» **MATERIALS PROVIDED**:
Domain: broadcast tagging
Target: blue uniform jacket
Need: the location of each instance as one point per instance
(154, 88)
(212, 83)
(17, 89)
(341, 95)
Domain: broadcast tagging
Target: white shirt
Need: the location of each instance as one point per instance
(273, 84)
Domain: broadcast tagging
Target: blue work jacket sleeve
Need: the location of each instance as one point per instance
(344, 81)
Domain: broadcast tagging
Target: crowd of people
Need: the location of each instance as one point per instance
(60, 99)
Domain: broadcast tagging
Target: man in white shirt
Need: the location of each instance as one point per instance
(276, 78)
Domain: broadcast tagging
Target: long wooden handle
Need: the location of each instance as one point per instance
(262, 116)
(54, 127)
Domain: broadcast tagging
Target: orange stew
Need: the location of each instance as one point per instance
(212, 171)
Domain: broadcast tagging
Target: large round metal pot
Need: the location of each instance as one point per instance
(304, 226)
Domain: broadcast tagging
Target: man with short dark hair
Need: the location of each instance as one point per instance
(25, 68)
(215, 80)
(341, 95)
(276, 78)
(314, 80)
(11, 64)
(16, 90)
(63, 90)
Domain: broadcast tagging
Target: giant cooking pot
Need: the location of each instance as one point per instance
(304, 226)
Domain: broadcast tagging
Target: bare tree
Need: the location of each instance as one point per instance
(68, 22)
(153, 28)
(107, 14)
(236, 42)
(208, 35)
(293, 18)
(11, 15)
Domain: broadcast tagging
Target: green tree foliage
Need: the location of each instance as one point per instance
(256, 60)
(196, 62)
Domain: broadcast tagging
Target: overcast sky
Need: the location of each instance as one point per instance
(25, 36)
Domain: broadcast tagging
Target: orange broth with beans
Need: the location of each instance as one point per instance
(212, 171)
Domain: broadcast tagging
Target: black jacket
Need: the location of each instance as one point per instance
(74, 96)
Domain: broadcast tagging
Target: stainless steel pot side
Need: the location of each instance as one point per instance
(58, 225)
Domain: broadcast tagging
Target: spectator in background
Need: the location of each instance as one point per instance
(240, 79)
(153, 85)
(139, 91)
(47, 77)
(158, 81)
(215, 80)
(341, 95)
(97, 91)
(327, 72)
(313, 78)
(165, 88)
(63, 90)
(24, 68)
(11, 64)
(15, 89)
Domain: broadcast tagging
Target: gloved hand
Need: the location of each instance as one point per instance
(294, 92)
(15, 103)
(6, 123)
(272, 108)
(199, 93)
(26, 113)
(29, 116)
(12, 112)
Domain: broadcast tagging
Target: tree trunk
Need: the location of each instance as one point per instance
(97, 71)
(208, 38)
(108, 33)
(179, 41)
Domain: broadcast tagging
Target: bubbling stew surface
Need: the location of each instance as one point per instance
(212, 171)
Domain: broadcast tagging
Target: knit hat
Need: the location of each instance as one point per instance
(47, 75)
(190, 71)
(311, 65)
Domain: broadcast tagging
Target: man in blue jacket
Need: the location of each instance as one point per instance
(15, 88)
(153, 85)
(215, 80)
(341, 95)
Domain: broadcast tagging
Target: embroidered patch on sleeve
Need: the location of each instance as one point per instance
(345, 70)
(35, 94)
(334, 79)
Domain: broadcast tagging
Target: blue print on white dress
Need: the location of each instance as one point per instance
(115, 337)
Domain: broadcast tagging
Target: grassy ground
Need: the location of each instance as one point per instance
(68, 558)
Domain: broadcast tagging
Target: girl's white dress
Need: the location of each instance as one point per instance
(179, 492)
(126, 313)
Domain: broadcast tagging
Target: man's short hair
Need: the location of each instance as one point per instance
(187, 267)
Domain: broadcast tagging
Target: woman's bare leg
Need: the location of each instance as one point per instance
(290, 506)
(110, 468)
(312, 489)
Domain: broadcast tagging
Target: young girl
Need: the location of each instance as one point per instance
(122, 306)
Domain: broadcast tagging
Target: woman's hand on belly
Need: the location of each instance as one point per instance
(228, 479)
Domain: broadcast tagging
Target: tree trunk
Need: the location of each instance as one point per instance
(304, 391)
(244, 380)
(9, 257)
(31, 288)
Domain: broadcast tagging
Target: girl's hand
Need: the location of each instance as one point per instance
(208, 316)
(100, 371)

» **ABOUT THIS TASK**: Wherever the word "with" turns up in the records, copy out the line it is on.

» **ANSWER TO THIS PROBLEM**:
Target: man with short dark hair
Target: orange broth with beans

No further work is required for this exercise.